__Records from a collection__
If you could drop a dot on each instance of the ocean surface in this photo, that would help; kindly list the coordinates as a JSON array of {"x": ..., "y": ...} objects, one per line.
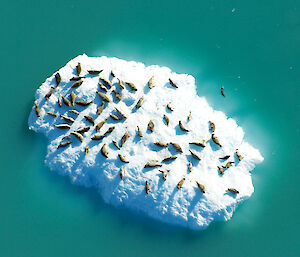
[{"x": 251, "y": 48}]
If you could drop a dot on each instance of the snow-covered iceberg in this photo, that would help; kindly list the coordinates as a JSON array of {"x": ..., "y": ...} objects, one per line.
[{"x": 180, "y": 190}]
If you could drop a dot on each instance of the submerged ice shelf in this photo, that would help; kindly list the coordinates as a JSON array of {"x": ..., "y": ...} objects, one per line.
[{"x": 182, "y": 190}]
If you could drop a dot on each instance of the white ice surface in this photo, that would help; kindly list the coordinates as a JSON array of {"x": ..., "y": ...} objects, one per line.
[{"x": 187, "y": 206}]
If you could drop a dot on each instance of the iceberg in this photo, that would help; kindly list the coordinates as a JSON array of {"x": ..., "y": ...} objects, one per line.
[{"x": 144, "y": 139}]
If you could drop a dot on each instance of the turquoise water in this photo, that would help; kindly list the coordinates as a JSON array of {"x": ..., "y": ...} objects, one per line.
[{"x": 250, "y": 48}]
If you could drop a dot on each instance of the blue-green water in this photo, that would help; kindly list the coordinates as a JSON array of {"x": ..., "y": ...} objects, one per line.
[{"x": 250, "y": 47}]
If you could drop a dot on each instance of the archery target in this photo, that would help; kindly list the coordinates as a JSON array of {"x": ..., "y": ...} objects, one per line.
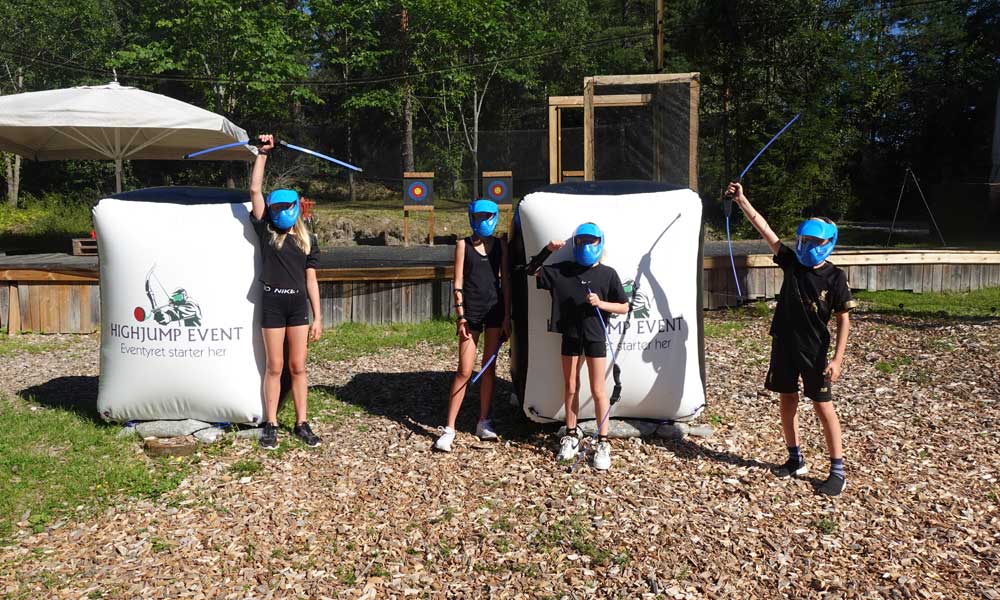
[
  {"x": 418, "y": 192},
  {"x": 498, "y": 189},
  {"x": 180, "y": 337}
]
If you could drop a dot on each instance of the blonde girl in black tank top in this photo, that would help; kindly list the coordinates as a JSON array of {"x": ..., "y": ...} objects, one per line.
[{"x": 482, "y": 303}]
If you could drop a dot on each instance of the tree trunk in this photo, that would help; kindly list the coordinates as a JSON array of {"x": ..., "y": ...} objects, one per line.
[
  {"x": 350, "y": 158},
  {"x": 12, "y": 162},
  {"x": 12, "y": 172},
  {"x": 408, "y": 162}
]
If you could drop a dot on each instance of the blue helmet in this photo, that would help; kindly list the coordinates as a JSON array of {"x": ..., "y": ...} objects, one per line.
[
  {"x": 283, "y": 206},
  {"x": 816, "y": 239},
  {"x": 483, "y": 226},
  {"x": 588, "y": 244}
]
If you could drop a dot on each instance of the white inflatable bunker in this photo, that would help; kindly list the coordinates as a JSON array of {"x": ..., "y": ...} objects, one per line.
[
  {"x": 653, "y": 239},
  {"x": 179, "y": 334}
]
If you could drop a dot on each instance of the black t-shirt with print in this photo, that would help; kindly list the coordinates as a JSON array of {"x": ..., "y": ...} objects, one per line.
[
  {"x": 808, "y": 297},
  {"x": 284, "y": 268},
  {"x": 571, "y": 314}
]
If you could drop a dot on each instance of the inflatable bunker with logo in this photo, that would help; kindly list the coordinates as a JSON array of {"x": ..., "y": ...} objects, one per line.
[
  {"x": 653, "y": 239},
  {"x": 179, "y": 338}
]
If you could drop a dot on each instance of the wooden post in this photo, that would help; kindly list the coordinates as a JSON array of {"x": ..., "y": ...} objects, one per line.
[
  {"x": 588, "y": 129},
  {"x": 695, "y": 89},
  {"x": 13, "y": 310},
  {"x": 659, "y": 36},
  {"x": 555, "y": 149}
]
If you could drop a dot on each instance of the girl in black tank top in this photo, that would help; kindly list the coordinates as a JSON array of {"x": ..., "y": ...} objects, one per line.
[{"x": 482, "y": 303}]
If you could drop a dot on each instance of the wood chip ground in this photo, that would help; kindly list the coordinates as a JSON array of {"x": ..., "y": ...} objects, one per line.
[{"x": 375, "y": 513}]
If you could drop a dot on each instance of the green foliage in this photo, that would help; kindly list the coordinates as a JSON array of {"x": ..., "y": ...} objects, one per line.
[
  {"x": 826, "y": 525},
  {"x": 720, "y": 329},
  {"x": 879, "y": 85},
  {"x": 57, "y": 464},
  {"x": 980, "y": 303},
  {"x": 51, "y": 214}
]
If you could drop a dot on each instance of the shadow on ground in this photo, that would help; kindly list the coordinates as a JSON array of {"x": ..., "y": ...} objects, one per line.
[
  {"x": 76, "y": 394},
  {"x": 419, "y": 401}
]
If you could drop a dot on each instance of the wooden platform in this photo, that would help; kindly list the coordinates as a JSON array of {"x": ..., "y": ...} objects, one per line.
[{"x": 59, "y": 293}]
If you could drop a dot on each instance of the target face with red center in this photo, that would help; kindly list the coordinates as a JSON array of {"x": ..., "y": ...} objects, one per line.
[
  {"x": 417, "y": 191},
  {"x": 497, "y": 190}
]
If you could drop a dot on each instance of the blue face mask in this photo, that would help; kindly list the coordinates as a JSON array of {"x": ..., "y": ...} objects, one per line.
[
  {"x": 816, "y": 241},
  {"x": 588, "y": 244},
  {"x": 283, "y": 207},
  {"x": 483, "y": 217}
]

__Problem description__
Exactly as they appear above, write out all the entries, but not the images.

__Your solution__
If you could drop a dot on each instance of the ocean surface in this photo, that would help; kindly list the coordinates as a JSON array of {"x": ..., "y": ...} objects, one per line.
[{"x": 251, "y": 48}]
If you could drop a dot on each instance of the snow-covered iceberg in this photo, that would help; kindly list the coordinates as a JSON array of {"x": ..., "y": ...} objects, one per line.
[{"x": 180, "y": 190}]
If you could drop a dot on each instance of the submerged ice shelf in this photo, that would help; kindly list the coordinates as a JSON array of {"x": ..., "y": ...} objects, one per line.
[{"x": 182, "y": 190}]
If you could drop a dot on each instance of the white ice surface in this photo, that would help; kindly list the coordinates as a JSON array of {"x": ..., "y": ...} objects, one per line.
[{"x": 187, "y": 206}]
If you could drop a dot on each instance of the iceberg in this photo, that would help; kindly list the coordinates as a JSON array of {"x": ..., "y": ...} objects, one per line.
[{"x": 144, "y": 139}]
If you could drop a dot on each instance of the turquoise water in this photo, that would help; kindly list the coordinates as a JSON array of {"x": ..., "y": ...} objects, one per line.
[{"x": 250, "y": 48}]
If you could drop a dot on each instance of the blue-green water in this photo, that would help; kindly list the coordinates as a JSON array of {"x": ..., "y": ...} objects, one per line.
[{"x": 250, "y": 47}]
If you could drop a dot on each instance of the archery target in this photo, that would help; kindly list the coordinates as a JSON array of {"x": ..., "y": ...} objects, one per line.
[
  {"x": 418, "y": 192},
  {"x": 498, "y": 189},
  {"x": 180, "y": 337}
]
If you could drop a dot on each instance of the blonde girl in black tank top in this photo, that would help; kindly list the coordinates as a JSON array of {"x": ..., "y": ...} objects, one per line.
[{"x": 482, "y": 303}]
If you could drop a dot on each instance of the tree trunk in this photo, that would help; kindly list the coordinates as a JSON array of {"x": ..., "y": ...} objects, one per line.
[
  {"x": 350, "y": 158},
  {"x": 12, "y": 162},
  {"x": 12, "y": 172},
  {"x": 408, "y": 162}
]
If you could drop a dot on each instance of the blue helmet in this photo, that would help; kindly list the coordinates as a JSON array of {"x": ..., "y": ...} objects, one per line.
[
  {"x": 283, "y": 206},
  {"x": 816, "y": 239},
  {"x": 483, "y": 226},
  {"x": 588, "y": 244}
]
If you could drop a dot on each instance of the white inflatable bunker in this photo, that would help; kindly list the coordinates as a JSON array of {"x": ..., "y": ...} objects, one per line.
[
  {"x": 653, "y": 239},
  {"x": 179, "y": 334}
]
If you could drop a dot on each instance of the black t-shirt with print in this photo, that would help; kindly list the coordinates as a JSON array of {"x": ..., "y": ...} objects, one per line.
[
  {"x": 808, "y": 297},
  {"x": 284, "y": 268},
  {"x": 571, "y": 314}
]
If you could drop a dot on each instance of the inflatable bunker with logo in this photo, that would help; kindly list the coordinates as a JSON array of {"x": ..., "y": ...} objects, one per line.
[
  {"x": 653, "y": 239},
  {"x": 179, "y": 338}
]
If you could drop a dot on each instance of the wooden post in this photo, that would help; kindly list the coordinates as a JSON array of {"x": ..., "y": ...} objects, one per line.
[
  {"x": 588, "y": 129},
  {"x": 695, "y": 89},
  {"x": 13, "y": 310},
  {"x": 659, "y": 36},
  {"x": 555, "y": 149}
]
If you could drop a dot on each instance of the girl in black tank top in this photo, that would help; kindly list the coordinates as a JSON array of {"x": ..., "y": ...} objects, one per line.
[{"x": 482, "y": 303}]
If you could drop a dot on each instance of the wood chip ground in this photo, that would help; kindly list the coordinates as a JSON array of {"x": ..., "y": ...} objects, one per line.
[{"x": 375, "y": 513}]
If you could drop a dot on each instance of the green foliage in this photo, that would help; kindly list the coordinates as a JSON array of {"x": ..., "y": ...} objects, one per line.
[
  {"x": 826, "y": 525},
  {"x": 720, "y": 329},
  {"x": 879, "y": 85},
  {"x": 57, "y": 464},
  {"x": 980, "y": 303},
  {"x": 51, "y": 214}
]
If you could drop a dot on each instance of the shadow on ground in this photo, that would help; kindly list the coordinates as a JSON array of {"x": ..., "y": ...} objects, one per line.
[
  {"x": 76, "y": 394},
  {"x": 419, "y": 401}
]
If you could drop a dot on each instance of the wooden platform in this photo, that would help; kindly list the coordinates as a JSON array of {"x": ..., "y": ...} objects, one per line.
[{"x": 59, "y": 293}]
If you could drop a dot on each instance of the target face with red center in this photo, that would help; kindly list the coordinates as a JSON array of {"x": ..., "y": ...} objects, one per line.
[
  {"x": 417, "y": 191},
  {"x": 497, "y": 190}
]
If you could drop a dot on each instance of the blue face mask in this photo, that would help; kindly list the coordinates as a JSON array of {"x": ..., "y": ...} objects, one per line.
[
  {"x": 816, "y": 241},
  {"x": 588, "y": 244},
  {"x": 283, "y": 207},
  {"x": 483, "y": 217}
]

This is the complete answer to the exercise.